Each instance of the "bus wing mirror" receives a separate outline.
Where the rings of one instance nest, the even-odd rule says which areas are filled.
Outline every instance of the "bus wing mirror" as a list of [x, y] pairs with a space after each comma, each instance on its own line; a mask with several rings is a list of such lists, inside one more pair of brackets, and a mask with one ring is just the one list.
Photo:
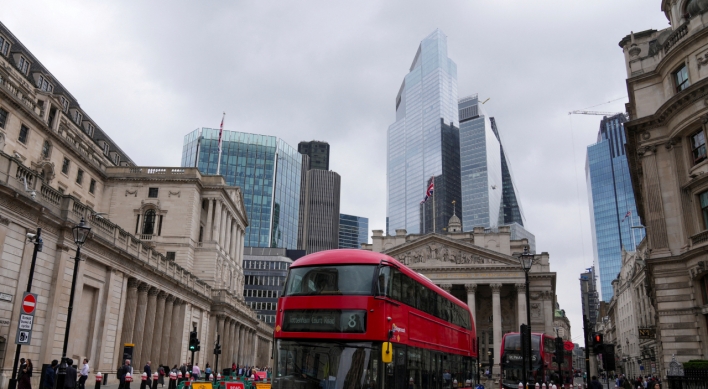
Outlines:
[[381, 345], [381, 362], [391, 363], [393, 361], [393, 347], [391, 342], [383, 342]]

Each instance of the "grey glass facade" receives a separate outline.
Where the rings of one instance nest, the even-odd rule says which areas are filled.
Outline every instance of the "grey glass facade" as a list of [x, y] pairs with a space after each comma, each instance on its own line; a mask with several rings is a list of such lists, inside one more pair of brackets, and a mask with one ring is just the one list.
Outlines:
[[369, 242], [369, 218], [339, 214], [339, 248], [358, 249]]
[[476, 95], [460, 99], [459, 110], [462, 230], [494, 228], [502, 209], [501, 144]]
[[[184, 137], [182, 166], [217, 174], [219, 130]], [[220, 174], [238, 186], [248, 214], [244, 246], [296, 249], [302, 155], [273, 136], [224, 131]]]
[[622, 248], [634, 251], [644, 238], [629, 176], [624, 114], [603, 118], [597, 143], [588, 146], [585, 175], [595, 263], [603, 301], [612, 298], [612, 280], [622, 266]]
[[420, 202], [427, 182], [444, 173], [443, 124], [458, 125], [457, 65], [447, 57], [447, 37], [435, 30], [418, 47], [396, 97], [396, 122], [388, 128], [389, 233], [421, 231]]

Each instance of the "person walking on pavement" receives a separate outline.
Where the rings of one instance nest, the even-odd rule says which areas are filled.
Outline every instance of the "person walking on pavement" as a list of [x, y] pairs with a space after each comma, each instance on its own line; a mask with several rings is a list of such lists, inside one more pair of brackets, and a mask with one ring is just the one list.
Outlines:
[[120, 380], [119, 389], [125, 388], [125, 375], [130, 373], [133, 374], [133, 367], [130, 366], [130, 359], [125, 360], [125, 364], [118, 370], [118, 379]]
[[79, 373], [74, 367], [74, 360], [69, 358], [66, 360], [66, 378], [64, 379], [64, 389], [75, 389], [76, 388], [76, 378]]
[[88, 379], [88, 373], [88, 358], [84, 358], [84, 364], [83, 366], [81, 366], [81, 371], [79, 372], [79, 374], [81, 375], [81, 377], [79, 377], [79, 389], [86, 389], [86, 380]]
[[[151, 365], [152, 365], [152, 362], [147, 361], [147, 362], [145, 363], [145, 367], [143, 367], [143, 372], [148, 375], [148, 379], [145, 380], [145, 383], [146, 383], [146, 385], [147, 385], [148, 388], [152, 388], [152, 384], [151, 384], [151, 381], [152, 381], [152, 379], [151, 379], [151, 378], [152, 378], [152, 368], [150, 367]], [[81, 388], [81, 389], [83, 389], [83, 388]]]

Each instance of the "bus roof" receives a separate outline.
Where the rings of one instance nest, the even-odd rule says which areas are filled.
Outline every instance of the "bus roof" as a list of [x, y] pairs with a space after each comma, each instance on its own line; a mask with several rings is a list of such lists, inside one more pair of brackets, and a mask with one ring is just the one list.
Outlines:
[[[318, 251], [306, 255], [297, 261], [293, 262], [290, 267], [305, 267], [305, 266], [320, 266], [320, 265], [355, 265], [355, 264], [366, 264], [366, 265], [378, 265], [381, 260], [386, 260], [393, 263], [398, 267], [402, 273], [408, 277], [418, 281], [419, 283], [427, 286], [428, 288], [434, 290], [439, 295], [453, 301], [456, 305], [465, 308], [469, 312], [469, 307], [467, 304], [460, 301], [457, 297], [446, 292], [444, 289], [435, 285], [428, 277], [418, 274], [415, 271], [408, 268], [408, 266], [399, 262], [396, 258], [389, 257], [386, 254], [376, 253], [368, 250], [359, 249], [338, 249], [338, 250], [326, 250]], [[471, 315], [470, 315], [471, 316]], [[473, 318], [474, 319], [474, 318]]]

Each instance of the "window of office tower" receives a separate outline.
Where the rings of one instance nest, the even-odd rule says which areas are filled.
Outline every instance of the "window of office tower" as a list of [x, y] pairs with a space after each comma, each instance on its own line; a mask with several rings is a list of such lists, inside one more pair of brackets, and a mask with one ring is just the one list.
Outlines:
[[691, 135], [691, 150], [694, 164], [706, 159], [706, 136], [703, 130]]

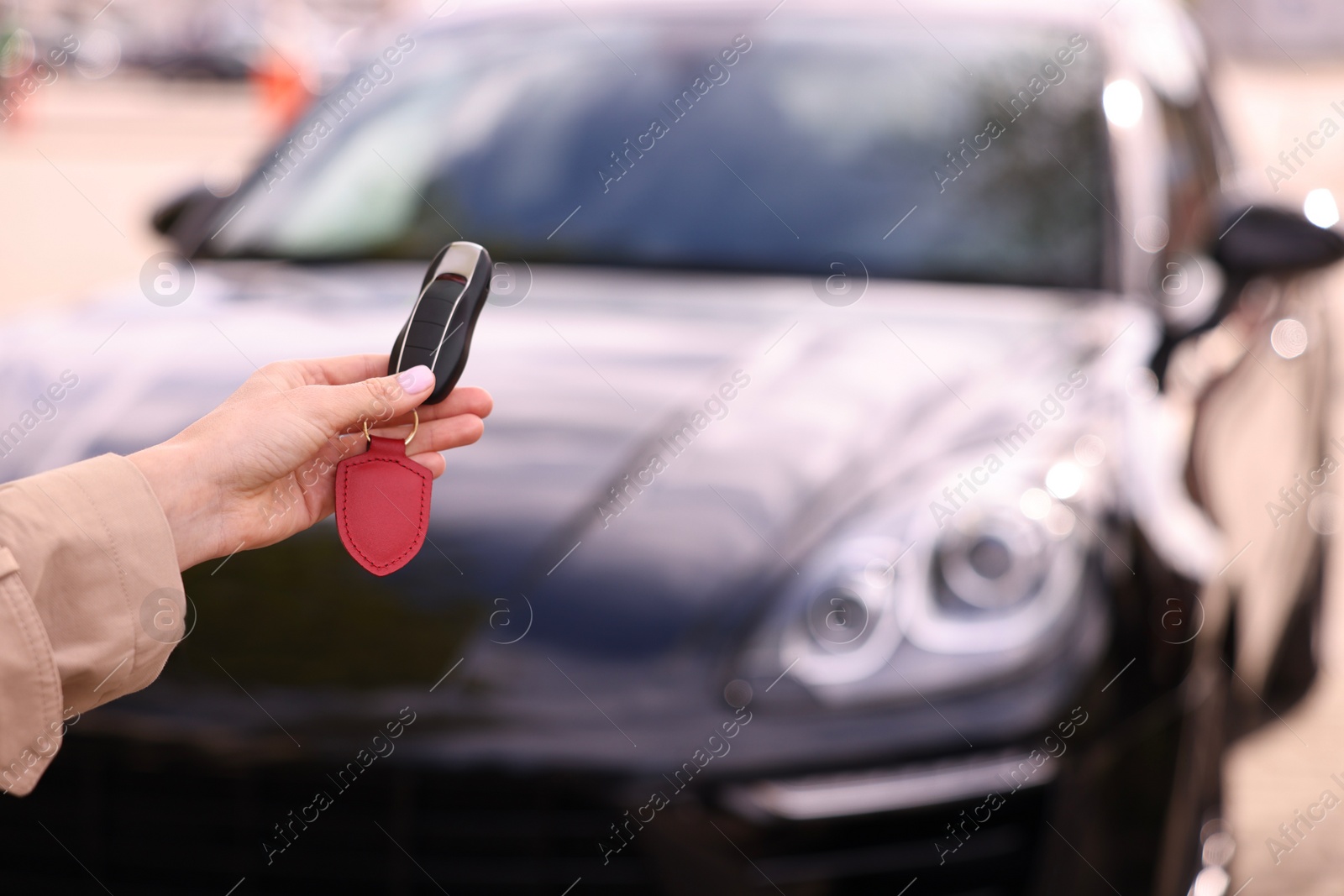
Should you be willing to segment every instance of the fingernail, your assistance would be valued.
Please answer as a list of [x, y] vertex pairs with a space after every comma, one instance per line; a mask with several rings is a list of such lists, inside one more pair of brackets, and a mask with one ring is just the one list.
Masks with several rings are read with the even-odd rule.
[[398, 373], [396, 382], [409, 394], [415, 395], [434, 388], [434, 372], [423, 364], [419, 364], [418, 367], [413, 367], [409, 371]]

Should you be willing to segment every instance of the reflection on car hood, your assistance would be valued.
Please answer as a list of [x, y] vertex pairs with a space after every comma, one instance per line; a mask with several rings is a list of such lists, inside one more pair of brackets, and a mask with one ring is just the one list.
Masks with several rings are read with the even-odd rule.
[[[0, 476], [167, 438], [273, 360], [386, 351], [421, 273], [210, 265], [176, 308], [114, 296], [11, 321], [0, 336], [4, 407], [31, 404], [66, 368], [79, 384], [0, 461]], [[875, 501], [926, 505], [962, 458], [982, 457], [1085, 369], [1089, 387], [1059, 426], [1060, 439], [1077, 434], [1111, 412], [1150, 339], [1150, 326], [1125, 332], [1144, 312], [1098, 294], [872, 282], [832, 306], [805, 278], [519, 274], [530, 293], [485, 310], [464, 379], [495, 396], [485, 437], [448, 455], [430, 544], [378, 598], [411, 614], [406, 626], [437, 619], [445, 647], [422, 638], [398, 649], [392, 635], [370, 649], [384, 652], [386, 668], [421, 654], [423, 665], [386, 682], [370, 672], [353, 686], [431, 684], [426, 670], [466, 656], [460, 678], [501, 700], [531, 689], [530, 703], [582, 701], [560, 696], [578, 685], [554, 673], [560, 690], [536, 689], [536, 669], [564, 666], [597, 699], [593, 689], [630, 690], [613, 669], [657, 664], [669, 688], [716, 695], [722, 666], [692, 658], [731, 649], [828, 532]], [[254, 556], [292, 549], [288, 566], [302, 566], [314, 539], [335, 533], [323, 527]], [[340, 563], [337, 553], [323, 564]], [[215, 582], [241, 587], [247, 557]], [[364, 587], [352, 564], [333, 575], [332, 587]], [[448, 619], [444, 607], [462, 600], [477, 611]], [[356, 614], [351, 626], [360, 625]], [[247, 652], [234, 650], [247, 666]], [[304, 684], [266, 664], [230, 669], [258, 686]]]

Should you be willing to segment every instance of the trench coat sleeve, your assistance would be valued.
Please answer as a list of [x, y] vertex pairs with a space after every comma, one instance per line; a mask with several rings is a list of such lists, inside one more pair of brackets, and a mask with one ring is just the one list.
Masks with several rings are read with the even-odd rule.
[[0, 790], [30, 793], [79, 713], [159, 677], [184, 613], [168, 520], [130, 461], [0, 485]]

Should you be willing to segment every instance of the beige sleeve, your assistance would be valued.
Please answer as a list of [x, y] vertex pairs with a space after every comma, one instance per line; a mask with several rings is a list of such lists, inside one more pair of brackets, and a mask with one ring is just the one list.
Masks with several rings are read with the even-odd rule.
[[0, 790], [30, 793], [78, 713], [159, 677], [184, 611], [172, 532], [130, 461], [0, 485]]

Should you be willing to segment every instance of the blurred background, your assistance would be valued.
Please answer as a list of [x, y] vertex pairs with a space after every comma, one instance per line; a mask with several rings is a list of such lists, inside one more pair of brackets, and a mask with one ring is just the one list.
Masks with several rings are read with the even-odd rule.
[[[0, 95], [7, 97], [0, 101], [0, 314], [67, 305], [133, 282], [149, 255], [168, 249], [149, 223], [160, 203], [202, 184], [216, 195], [237, 189], [269, 142], [382, 35], [411, 16], [449, 16], [458, 5], [0, 3]], [[1316, 128], [1332, 103], [1344, 103], [1344, 4], [1204, 0], [1191, 9], [1212, 51], [1212, 85], [1246, 191], [1297, 207], [1312, 189], [1344, 195], [1344, 141], [1328, 142], [1278, 191], [1266, 180], [1266, 165]], [[31, 93], [19, 87], [62, 48], [63, 64]], [[1314, 829], [1278, 864], [1263, 846], [1317, 798], [1324, 779], [1344, 774], [1341, 598], [1332, 574], [1328, 650], [1306, 700], [1230, 759], [1236, 879], [1250, 879], [1247, 893], [1344, 892], [1337, 873], [1344, 822]]]

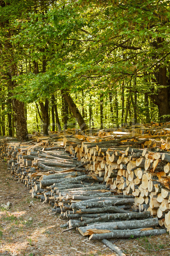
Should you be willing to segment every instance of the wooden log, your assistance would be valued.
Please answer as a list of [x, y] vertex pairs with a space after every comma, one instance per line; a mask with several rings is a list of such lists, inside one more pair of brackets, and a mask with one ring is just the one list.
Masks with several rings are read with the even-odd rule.
[[[116, 221], [114, 222], [105, 222], [90, 225], [91, 229], [95, 228], [99, 230], [125, 230], [140, 228], [141, 227], [150, 227], [158, 225], [157, 218], [145, 219], [144, 220], [136, 220], [127, 221]], [[89, 226], [81, 227], [78, 228], [79, 231], [82, 234], [89, 229]]]
[[90, 223], [95, 223], [95, 222], [106, 222], [107, 221], [116, 219], [129, 220], [131, 218], [139, 219], [150, 216], [149, 212], [128, 212], [127, 213], [113, 213], [112, 214], [107, 214], [104, 216], [98, 218], [93, 218], [88, 220], [82, 221], [79, 225], [76, 227], [83, 227], [90, 224]]
[[119, 255], [119, 256], [126, 256], [126, 255], [123, 253], [123, 252], [120, 250], [118, 246], [113, 244], [113, 243], [107, 240], [106, 239], [103, 239], [102, 240], [102, 242], [106, 244], [108, 247], [109, 247], [111, 250], [116, 253]]
[[103, 239], [110, 239], [112, 238], [128, 238], [131, 237], [140, 237], [142, 236], [157, 236], [164, 234], [166, 231], [164, 229], [154, 229], [140, 231], [116, 231], [104, 234], [94, 234], [91, 235], [89, 239], [96, 240]]
[[162, 188], [161, 189], [161, 195], [164, 198], [169, 198], [170, 195], [170, 190], [167, 189]]
[[87, 202], [86, 200], [85, 202], [80, 202], [72, 204], [71, 207], [75, 209], [82, 209], [82, 207], [85, 206], [85, 208], [93, 208], [99, 207], [106, 207], [111, 205], [121, 205], [125, 204], [132, 204], [134, 203], [133, 198], [126, 198], [125, 199], [115, 199], [110, 200], [104, 200], [99, 202]]
[[81, 175], [85, 175], [85, 172], [65, 172], [63, 173], [55, 173], [51, 175], [44, 175], [42, 177], [42, 180], [50, 180], [52, 179], [58, 179], [63, 177], [76, 177], [77, 176], [80, 176]]
[[136, 160], [136, 165], [138, 167], [144, 168], [144, 167], [145, 162], [145, 159], [144, 158], [137, 158]]
[[74, 213], [96, 213], [97, 212], [129, 212], [129, 211], [124, 210], [116, 206], [108, 206], [102, 208], [89, 208], [87, 209], [73, 209]]
[[162, 154], [162, 160], [166, 162], [170, 162], [170, 154], [169, 154], [163, 153]]

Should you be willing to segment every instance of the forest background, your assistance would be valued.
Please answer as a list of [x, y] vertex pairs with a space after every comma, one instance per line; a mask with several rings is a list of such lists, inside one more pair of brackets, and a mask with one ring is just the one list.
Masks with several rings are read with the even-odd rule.
[[166, 0], [1, 0], [0, 135], [170, 119]]

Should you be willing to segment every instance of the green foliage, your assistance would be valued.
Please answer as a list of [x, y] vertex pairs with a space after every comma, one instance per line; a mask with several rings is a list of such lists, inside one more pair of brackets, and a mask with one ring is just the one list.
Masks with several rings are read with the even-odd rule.
[[[3, 97], [6, 102], [2, 115], [11, 112], [7, 102], [15, 97], [29, 104], [28, 130], [36, 131], [33, 103], [59, 94], [61, 119], [60, 94], [65, 90], [81, 113], [85, 111], [86, 122], [91, 111], [95, 126], [99, 127], [102, 105], [104, 127], [132, 122], [135, 111], [136, 122], [146, 122], [148, 112], [152, 120], [158, 120], [160, 109], [155, 103], [159, 107], [159, 90], [167, 88], [170, 76], [167, 1], [1, 2], [0, 105]], [[165, 84], [159, 78], [163, 67]], [[144, 93], [149, 97], [147, 105]], [[170, 113], [164, 113], [169, 118]], [[68, 122], [75, 127], [70, 114]]]

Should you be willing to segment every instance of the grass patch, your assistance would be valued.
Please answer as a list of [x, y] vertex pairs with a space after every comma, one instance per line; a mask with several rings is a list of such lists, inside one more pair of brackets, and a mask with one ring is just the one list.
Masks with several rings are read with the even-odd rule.
[[146, 250], [146, 251], [150, 253], [151, 251], [159, 251], [161, 249], [165, 249], [165, 245], [161, 241], [156, 241], [156, 242], [150, 243], [149, 237], [146, 236], [137, 238], [138, 241], [138, 245]]
[[[7, 213], [7, 214], [8, 215]], [[3, 217], [2, 218], [4, 221], [10, 221], [10, 222], [12, 222], [13, 221], [17, 221], [17, 218], [13, 215], [8, 215], [6, 217]]]

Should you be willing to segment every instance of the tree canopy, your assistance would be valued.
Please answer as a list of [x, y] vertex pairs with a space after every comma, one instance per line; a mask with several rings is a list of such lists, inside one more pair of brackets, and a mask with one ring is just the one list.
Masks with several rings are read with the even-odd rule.
[[52, 95], [64, 125], [64, 109], [82, 128], [167, 121], [170, 16], [167, 0], [2, 1], [4, 96], [47, 126]]

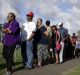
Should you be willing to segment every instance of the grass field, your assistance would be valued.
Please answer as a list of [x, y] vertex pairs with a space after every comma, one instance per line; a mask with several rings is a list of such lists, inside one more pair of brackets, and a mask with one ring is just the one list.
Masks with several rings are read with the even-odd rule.
[[65, 72], [63, 75], [80, 75], [80, 65], [69, 70], [68, 72]]
[[[0, 75], [4, 75], [4, 73], [6, 72], [6, 64], [2, 56], [2, 48], [3, 48], [2, 44], [0, 43]], [[20, 68], [22, 66], [22, 58], [21, 58], [20, 49], [15, 50], [14, 61], [15, 61], [16, 68]], [[80, 65], [64, 73], [64, 75], [80, 75]]]
[[[6, 71], [6, 63], [5, 60], [2, 56], [2, 44], [0, 43], [0, 75], [3, 75]], [[15, 67], [18, 68], [20, 66], [22, 66], [22, 58], [21, 58], [21, 51], [19, 50], [15, 50], [14, 53], [14, 61], [15, 61]]]

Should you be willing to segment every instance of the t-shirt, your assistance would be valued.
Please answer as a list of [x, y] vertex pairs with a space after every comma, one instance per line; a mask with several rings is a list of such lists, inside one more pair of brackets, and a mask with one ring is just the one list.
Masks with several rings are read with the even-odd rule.
[[60, 28], [60, 39], [63, 40], [68, 35], [68, 30], [65, 28]]
[[20, 41], [19, 23], [16, 20], [13, 20], [11, 23], [5, 23], [3, 28], [9, 28], [12, 32], [5, 33], [5, 36], [3, 38], [3, 44], [6, 46], [18, 44]]
[[32, 32], [35, 31], [36, 31], [36, 24], [34, 22], [25, 22], [21, 26], [21, 41], [28, 40]]
[[48, 31], [49, 37], [51, 37], [52, 36], [52, 30], [51, 30], [50, 26], [47, 26], [47, 31]]
[[45, 26], [41, 26], [39, 29], [37, 29], [37, 39], [39, 44], [47, 44], [47, 37], [44, 35], [45, 31], [47, 31]]

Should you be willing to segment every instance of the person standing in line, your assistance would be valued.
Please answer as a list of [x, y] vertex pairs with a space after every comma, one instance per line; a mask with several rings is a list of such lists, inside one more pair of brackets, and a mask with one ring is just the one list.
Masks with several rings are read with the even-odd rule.
[[37, 27], [39, 33], [39, 41], [37, 44], [37, 56], [38, 56], [38, 64], [37, 67], [42, 66], [42, 61], [44, 62], [47, 59], [48, 49], [47, 49], [47, 37], [48, 32], [47, 28], [43, 26], [42, 19], [39, 18], [37, 20]]
[[77, 36], [75, 33], [73, 33], [72, 37], [71, 37], [71, 42], [72, 42], [72, 58], [74, 57], [74, 49], [76, 46], [76, 42], [77, 42]]
[[5, 34], [3, 38], [3, 57], [6, 60], [7, 73], [11, 75], [13, 69], [13, 54], [16, 45], [20, 41], [20, 27], [19, 23], [15, 20], [15, 14], [10, 12], [7, 16], [8, 22], [3, 26], [3, 32]]
[[60, 43], [60, 32], [58, 31], [57, 27], [55, 25], [52, 26], [52, 44], [53, 44], [53, 50], [55, 51], [55, 57], [56, 57], [56, 64], [59, 64], [59, 53], [60, 49], [56, 49], [56, 44]]
[[68, 37], [68, 30], [66, 28], [63, 27], [63, 23], [59, 23], [59, 32], [60, 32], [60, 41], [61, 41], [61, 45], [62, 48], [60, 50], [60, 54], [59, 54], [59, 58], [60, 58], [60, 63], [63, 63], [63, 52], [64, 52], [64, 44], [65, 44], [65, 40]]
[[[27, 62], [25, 62], [25, 68], [31, 69], [33, 60], [33, 37], [36, 31], [36, 24], [33, 22], [33, 17], [34, 17], [33, 12], [29, 12], [26, 16], [27, 16], [27, 22], [25, 22], [22, 26], [22, 35], [24, 36], [24, 39], [26, 41]], [[25, 54], [24, 52], [23, 54]]]

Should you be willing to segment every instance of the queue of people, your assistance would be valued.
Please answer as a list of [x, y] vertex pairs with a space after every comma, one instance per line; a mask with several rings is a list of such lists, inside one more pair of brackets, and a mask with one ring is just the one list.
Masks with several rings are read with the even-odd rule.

══════════════════════════════

__ВАША ЗАДАЧА__. Перепишите отрезок материала от самого начала до строки с «342], [383, 342]]» включительно, заменив «bus wing mirror» на «truck wing mirror» и оставив всё остальное без изменений. Изображения в ответ не включайте.

__РЕШЕНИЕ ЗАДАЧИ__.
Each instance of the "truck wing mirror" receives a separate outline.
Where the rings of one instance nest, the even-odd rule says which areas are filled.
Outline every instance of the "truck wing mirror" as a list of [x, y] pairs with a space after each comma, each instance on its own line; a mask with several rings is a list of such lists, inside one more pair of brackets, and a mask with one ring is just the one list.
Photo:
Outlines:
[[381, 345], [381, 362], [391, 363], [393, 361], [393, 347], [391, 342], [383, 342]]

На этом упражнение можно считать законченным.